(Items from a labeling collection)
- - -

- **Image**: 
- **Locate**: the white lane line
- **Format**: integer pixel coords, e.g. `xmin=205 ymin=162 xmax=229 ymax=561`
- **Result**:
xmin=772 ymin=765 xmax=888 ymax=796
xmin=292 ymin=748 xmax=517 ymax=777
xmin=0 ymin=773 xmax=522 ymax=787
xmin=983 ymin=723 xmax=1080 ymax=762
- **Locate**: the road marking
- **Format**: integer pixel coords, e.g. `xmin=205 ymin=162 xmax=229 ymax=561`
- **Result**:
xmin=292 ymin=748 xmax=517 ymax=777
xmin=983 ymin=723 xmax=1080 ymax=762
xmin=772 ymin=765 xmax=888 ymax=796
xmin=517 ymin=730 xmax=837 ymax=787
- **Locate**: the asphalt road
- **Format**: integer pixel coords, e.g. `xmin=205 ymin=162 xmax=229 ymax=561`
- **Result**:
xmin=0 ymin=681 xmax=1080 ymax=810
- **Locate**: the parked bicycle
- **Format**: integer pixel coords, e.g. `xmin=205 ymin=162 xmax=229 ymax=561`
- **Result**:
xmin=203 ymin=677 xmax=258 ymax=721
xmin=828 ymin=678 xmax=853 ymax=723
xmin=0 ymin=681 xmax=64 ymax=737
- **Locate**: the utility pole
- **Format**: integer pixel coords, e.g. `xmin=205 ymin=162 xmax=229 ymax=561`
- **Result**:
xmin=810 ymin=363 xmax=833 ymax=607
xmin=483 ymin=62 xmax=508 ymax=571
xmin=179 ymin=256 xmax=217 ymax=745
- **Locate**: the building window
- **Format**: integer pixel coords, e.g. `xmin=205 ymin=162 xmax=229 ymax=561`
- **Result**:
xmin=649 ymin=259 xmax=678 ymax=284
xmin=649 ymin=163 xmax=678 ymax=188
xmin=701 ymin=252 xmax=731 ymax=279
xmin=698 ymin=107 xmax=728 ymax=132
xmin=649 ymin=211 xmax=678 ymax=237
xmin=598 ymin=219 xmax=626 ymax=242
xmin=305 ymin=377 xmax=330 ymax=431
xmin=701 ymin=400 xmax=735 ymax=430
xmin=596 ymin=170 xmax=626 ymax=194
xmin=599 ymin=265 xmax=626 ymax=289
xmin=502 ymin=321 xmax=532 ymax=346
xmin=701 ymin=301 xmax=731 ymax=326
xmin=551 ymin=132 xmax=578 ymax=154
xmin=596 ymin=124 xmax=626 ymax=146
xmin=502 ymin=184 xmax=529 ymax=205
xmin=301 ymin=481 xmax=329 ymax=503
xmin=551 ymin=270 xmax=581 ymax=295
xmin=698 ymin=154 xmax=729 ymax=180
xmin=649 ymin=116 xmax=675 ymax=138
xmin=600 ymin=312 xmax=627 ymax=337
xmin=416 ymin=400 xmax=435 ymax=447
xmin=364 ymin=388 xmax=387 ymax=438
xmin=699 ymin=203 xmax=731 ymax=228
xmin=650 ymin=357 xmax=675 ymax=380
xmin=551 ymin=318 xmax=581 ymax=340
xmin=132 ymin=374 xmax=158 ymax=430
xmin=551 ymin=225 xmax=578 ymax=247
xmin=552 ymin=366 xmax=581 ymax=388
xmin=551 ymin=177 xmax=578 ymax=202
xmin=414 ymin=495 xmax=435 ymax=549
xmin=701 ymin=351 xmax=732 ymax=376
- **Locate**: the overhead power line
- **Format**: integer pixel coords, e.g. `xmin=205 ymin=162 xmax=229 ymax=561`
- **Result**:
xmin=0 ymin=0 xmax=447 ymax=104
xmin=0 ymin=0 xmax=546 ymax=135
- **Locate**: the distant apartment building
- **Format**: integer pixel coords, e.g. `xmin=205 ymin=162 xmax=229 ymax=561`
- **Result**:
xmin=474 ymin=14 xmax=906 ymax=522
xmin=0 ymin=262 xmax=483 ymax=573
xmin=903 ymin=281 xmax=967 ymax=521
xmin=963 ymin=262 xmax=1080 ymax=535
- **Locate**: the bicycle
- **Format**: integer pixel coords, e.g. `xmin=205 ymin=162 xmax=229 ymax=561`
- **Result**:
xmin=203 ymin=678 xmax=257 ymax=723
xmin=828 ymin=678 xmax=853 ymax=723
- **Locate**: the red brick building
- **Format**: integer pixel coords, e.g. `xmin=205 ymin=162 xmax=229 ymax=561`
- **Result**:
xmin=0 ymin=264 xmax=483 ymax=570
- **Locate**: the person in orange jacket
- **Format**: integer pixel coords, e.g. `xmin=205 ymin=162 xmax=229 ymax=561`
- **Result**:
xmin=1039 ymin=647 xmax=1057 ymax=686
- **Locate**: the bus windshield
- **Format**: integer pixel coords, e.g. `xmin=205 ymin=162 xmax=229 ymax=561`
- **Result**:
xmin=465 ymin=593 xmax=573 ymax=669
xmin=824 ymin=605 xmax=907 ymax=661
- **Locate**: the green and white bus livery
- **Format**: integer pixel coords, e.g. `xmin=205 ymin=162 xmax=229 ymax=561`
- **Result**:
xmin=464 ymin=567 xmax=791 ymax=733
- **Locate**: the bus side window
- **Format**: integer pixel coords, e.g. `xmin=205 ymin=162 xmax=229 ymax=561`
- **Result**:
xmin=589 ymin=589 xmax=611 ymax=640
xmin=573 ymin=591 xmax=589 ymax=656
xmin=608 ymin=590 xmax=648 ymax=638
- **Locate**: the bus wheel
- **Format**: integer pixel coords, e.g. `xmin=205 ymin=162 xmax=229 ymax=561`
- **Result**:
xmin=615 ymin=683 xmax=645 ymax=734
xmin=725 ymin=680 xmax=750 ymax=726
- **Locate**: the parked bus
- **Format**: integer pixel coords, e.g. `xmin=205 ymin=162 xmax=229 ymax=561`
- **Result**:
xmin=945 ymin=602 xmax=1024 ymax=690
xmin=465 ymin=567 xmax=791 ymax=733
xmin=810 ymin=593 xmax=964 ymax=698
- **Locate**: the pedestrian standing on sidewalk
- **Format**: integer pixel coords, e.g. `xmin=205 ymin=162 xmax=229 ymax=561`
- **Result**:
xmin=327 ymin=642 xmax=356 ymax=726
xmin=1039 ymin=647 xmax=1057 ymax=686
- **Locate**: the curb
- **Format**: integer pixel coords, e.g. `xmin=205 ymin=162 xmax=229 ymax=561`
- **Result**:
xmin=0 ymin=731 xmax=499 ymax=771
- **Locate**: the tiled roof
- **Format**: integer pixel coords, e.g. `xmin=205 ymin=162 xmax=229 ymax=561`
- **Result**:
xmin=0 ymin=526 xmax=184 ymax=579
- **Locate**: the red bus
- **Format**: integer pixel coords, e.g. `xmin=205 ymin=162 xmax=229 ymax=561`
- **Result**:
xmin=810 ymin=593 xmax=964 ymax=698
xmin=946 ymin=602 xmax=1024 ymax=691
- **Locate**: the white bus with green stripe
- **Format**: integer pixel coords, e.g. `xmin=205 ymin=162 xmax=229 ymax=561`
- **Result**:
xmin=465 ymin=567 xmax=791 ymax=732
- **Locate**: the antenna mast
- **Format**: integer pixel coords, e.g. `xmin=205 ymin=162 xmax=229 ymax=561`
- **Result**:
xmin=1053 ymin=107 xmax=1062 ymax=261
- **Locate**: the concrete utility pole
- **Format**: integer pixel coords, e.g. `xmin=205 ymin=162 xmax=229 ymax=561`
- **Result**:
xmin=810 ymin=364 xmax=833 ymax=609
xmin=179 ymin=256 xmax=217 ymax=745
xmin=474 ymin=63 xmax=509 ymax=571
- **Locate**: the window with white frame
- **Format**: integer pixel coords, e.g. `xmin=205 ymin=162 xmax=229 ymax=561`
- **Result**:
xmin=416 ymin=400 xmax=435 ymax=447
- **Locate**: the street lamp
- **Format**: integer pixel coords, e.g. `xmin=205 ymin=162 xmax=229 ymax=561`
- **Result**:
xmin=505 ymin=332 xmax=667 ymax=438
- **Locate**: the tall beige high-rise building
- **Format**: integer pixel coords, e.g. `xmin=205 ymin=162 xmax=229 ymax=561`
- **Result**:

- - -

> **What the exercise asks**
Rewrite the listing between the lines holding "- **Locate**: the green and white bus livery" and "xmin=464 ymin=567 xmax=791 ymax=733", inclusive, keeping every line. Shift each bounding-box coordinate in the answers up by 83, and leave the request lines and the format sample as they are.

> **Exercise answer**
- **Locate**: the green and white bus livery
- **Format**: integer pixel coords, e.g. `xmin=205 ymin=162 xmax=229 ymax=561`
- **Result**:
xmin=547 ymin=650 xmax=874 ymax=816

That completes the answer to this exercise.